• Data lines:
%%

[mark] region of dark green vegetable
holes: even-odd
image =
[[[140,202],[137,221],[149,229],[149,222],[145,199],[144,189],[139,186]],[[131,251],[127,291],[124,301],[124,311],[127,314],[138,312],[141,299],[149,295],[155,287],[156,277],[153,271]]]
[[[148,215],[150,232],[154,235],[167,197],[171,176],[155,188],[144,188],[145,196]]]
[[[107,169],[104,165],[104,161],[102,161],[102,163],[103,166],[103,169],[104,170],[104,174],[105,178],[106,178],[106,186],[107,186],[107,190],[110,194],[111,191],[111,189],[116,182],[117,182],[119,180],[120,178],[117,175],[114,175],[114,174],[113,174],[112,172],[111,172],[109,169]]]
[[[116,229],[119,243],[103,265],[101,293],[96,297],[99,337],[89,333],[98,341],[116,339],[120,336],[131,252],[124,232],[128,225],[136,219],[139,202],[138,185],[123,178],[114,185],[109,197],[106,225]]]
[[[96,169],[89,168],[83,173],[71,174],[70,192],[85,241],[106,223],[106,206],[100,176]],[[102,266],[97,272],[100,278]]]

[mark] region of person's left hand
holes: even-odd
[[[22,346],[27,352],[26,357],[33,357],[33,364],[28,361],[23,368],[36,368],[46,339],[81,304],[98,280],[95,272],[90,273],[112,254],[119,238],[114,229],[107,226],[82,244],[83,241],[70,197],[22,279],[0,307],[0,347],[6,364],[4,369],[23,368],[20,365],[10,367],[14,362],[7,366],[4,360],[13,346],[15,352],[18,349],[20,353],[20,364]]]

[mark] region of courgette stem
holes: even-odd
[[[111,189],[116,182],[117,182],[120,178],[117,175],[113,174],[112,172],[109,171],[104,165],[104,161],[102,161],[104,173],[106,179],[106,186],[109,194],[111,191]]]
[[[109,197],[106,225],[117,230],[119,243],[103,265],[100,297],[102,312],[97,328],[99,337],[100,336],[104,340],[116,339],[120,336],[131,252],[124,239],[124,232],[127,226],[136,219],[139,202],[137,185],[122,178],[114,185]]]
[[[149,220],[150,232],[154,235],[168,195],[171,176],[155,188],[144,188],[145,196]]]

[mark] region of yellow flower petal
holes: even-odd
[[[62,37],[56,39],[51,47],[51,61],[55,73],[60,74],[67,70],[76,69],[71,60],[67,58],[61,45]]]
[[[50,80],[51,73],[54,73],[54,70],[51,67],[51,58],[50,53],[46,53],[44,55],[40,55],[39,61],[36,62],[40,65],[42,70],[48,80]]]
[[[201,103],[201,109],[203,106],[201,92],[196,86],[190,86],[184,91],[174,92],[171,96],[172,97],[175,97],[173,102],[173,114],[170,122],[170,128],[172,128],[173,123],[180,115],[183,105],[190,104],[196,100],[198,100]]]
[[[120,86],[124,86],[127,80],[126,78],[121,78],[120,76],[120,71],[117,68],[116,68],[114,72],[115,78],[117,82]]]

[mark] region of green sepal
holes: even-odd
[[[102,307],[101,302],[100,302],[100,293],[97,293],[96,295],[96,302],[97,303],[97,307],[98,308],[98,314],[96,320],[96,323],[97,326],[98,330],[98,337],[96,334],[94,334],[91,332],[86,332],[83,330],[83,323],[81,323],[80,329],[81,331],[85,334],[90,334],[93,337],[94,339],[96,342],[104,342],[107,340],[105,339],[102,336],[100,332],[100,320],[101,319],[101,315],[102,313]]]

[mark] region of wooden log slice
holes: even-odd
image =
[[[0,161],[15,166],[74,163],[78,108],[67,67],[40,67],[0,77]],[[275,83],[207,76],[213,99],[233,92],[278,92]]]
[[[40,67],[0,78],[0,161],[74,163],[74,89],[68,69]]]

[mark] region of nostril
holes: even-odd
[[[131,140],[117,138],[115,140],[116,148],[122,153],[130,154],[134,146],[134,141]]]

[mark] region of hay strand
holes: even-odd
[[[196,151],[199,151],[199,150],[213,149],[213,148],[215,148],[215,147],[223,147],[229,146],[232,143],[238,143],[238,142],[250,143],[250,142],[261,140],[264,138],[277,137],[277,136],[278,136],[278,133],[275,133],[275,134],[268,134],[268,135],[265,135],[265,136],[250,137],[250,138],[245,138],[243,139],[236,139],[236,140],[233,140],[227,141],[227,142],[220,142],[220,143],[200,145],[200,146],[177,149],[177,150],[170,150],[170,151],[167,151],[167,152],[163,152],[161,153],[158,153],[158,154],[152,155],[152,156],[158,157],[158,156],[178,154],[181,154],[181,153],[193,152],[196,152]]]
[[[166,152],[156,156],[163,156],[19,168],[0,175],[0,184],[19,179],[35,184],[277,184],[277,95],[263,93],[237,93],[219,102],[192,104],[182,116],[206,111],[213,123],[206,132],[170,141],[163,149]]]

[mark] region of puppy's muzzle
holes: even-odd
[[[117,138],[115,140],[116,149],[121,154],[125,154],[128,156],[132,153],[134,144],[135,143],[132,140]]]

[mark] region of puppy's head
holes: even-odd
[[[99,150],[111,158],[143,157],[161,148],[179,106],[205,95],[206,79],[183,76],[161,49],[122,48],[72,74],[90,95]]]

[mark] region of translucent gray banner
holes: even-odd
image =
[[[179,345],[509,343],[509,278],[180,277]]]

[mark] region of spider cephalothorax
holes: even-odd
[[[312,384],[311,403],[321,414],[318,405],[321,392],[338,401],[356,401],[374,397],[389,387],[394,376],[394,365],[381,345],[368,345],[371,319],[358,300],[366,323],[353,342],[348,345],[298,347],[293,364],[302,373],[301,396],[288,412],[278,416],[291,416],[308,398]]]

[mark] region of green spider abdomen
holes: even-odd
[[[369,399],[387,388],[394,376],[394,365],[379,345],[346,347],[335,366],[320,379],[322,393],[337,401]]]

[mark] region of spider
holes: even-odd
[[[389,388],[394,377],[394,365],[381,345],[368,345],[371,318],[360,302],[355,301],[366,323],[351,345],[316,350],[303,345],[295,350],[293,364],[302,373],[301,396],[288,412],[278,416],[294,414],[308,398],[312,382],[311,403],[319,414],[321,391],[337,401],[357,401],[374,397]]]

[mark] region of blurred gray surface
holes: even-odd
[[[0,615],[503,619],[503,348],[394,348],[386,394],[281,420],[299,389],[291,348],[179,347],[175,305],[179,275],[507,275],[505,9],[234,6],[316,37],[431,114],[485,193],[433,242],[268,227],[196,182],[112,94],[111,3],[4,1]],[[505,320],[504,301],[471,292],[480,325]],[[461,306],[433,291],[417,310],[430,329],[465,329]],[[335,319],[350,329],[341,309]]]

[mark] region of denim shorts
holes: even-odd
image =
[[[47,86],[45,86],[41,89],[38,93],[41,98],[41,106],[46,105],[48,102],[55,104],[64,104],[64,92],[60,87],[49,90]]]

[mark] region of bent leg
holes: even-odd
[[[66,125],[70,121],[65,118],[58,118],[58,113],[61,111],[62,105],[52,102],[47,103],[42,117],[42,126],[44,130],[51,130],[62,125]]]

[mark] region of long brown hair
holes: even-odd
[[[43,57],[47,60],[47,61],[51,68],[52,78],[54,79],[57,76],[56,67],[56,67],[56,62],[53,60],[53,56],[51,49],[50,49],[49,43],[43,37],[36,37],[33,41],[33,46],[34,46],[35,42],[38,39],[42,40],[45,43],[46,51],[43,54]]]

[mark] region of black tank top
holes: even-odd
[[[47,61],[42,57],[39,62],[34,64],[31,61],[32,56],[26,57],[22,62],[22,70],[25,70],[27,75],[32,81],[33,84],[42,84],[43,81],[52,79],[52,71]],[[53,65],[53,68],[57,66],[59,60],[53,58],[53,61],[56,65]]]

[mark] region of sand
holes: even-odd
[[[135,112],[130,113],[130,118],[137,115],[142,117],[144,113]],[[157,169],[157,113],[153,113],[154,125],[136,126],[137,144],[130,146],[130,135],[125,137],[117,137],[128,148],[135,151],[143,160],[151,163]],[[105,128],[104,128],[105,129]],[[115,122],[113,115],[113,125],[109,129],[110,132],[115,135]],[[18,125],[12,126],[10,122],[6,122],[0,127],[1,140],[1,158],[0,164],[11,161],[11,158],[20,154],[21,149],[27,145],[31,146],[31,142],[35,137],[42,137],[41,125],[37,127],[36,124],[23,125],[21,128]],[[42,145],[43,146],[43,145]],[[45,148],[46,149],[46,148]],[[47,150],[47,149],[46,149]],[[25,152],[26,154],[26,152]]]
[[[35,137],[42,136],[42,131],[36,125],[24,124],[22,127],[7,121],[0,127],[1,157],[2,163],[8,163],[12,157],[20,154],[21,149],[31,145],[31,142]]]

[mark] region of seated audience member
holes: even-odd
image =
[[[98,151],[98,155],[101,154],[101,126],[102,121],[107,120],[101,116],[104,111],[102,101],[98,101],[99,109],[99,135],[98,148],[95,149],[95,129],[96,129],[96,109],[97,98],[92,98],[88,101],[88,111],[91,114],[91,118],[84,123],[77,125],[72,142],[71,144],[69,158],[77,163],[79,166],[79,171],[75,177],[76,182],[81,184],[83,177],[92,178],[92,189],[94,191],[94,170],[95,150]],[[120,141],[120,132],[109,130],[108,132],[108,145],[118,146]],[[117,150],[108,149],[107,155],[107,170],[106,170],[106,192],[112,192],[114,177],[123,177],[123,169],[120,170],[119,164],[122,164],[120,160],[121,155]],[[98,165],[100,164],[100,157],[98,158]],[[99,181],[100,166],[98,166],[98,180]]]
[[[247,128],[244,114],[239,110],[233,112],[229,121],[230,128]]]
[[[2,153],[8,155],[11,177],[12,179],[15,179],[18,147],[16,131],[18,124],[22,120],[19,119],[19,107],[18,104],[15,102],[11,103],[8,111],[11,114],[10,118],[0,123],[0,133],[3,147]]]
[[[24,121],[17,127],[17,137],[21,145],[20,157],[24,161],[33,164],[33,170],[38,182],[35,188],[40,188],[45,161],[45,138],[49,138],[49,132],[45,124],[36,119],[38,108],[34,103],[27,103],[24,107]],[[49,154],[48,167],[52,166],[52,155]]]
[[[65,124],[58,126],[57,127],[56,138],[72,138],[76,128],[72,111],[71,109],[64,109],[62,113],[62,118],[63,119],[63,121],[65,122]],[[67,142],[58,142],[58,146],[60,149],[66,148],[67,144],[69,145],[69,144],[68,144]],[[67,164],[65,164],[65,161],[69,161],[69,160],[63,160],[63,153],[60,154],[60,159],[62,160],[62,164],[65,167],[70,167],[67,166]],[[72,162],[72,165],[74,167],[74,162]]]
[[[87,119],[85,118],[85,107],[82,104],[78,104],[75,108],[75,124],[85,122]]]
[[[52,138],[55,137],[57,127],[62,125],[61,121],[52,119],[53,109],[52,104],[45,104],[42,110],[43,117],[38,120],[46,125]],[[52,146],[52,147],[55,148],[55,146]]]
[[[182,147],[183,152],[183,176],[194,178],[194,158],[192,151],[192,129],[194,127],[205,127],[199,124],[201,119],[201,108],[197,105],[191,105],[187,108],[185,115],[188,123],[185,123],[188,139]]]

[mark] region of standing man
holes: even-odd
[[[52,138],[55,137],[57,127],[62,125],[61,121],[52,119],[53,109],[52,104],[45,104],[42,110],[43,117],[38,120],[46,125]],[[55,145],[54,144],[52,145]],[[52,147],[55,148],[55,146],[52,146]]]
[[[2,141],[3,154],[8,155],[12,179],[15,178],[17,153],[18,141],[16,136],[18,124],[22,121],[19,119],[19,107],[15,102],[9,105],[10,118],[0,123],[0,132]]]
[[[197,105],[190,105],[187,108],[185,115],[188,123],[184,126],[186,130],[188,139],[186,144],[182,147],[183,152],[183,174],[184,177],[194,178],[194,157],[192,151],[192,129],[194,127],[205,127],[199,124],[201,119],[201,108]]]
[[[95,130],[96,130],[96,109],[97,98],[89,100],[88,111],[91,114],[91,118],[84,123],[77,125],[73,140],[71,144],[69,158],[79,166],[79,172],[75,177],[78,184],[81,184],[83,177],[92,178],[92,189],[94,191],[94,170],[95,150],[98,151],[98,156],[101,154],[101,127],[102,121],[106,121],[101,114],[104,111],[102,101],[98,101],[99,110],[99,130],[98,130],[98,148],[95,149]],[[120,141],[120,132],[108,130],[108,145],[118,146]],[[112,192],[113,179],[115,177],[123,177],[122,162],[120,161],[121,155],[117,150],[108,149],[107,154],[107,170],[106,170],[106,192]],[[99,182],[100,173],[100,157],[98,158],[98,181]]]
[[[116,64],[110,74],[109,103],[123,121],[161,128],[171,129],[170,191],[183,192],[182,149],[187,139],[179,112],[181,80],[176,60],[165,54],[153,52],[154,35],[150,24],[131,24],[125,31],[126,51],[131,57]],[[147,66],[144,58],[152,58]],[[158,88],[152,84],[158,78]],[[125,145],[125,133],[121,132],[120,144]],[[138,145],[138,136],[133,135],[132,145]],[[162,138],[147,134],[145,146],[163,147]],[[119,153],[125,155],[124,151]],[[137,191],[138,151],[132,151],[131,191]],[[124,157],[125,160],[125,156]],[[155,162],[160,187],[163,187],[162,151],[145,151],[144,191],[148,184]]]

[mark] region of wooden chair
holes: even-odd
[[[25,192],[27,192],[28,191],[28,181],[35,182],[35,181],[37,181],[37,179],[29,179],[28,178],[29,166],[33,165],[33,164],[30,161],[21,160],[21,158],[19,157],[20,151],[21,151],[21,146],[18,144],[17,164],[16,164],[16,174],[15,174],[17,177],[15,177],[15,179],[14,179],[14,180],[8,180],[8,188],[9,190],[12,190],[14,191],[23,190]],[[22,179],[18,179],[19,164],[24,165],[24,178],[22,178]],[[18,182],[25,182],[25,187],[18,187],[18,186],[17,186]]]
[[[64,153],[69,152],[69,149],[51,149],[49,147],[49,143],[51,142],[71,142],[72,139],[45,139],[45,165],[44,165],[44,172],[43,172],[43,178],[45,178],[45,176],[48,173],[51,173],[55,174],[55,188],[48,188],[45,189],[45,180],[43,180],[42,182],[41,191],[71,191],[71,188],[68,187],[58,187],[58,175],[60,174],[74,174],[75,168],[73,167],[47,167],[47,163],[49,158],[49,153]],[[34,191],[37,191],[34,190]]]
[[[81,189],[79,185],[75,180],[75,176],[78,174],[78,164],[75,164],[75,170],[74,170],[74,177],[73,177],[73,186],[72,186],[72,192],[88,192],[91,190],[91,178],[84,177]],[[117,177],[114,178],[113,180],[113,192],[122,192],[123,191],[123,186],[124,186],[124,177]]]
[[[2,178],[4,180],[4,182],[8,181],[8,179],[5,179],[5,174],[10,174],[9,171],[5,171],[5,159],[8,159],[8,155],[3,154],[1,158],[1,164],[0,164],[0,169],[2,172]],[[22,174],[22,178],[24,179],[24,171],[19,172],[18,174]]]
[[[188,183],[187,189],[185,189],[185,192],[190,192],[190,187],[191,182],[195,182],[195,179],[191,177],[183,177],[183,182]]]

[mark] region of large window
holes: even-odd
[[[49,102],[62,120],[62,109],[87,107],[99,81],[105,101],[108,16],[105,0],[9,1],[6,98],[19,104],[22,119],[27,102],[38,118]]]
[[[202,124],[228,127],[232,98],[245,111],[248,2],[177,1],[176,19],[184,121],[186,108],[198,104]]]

%%

• Prompt: Reproduce word for word every line of the records from the line containing "[mark] region of large window" through the end of the records, including that first line and the last one.

• Answer for the task:
[mark] region of large window
holes: even-odd
[[[49,102],[62,120],[62,109],[87,107],[99,81],[105,101],[108,16],[105,0],[9,1],[6,98],[19,104],[22,119],[27,102],[38,118]]]
[[[202,124],[228,127],[232,98],[245,111],[248,2],[177,1],[176,19],[184,121],[186,108],[198,104]]]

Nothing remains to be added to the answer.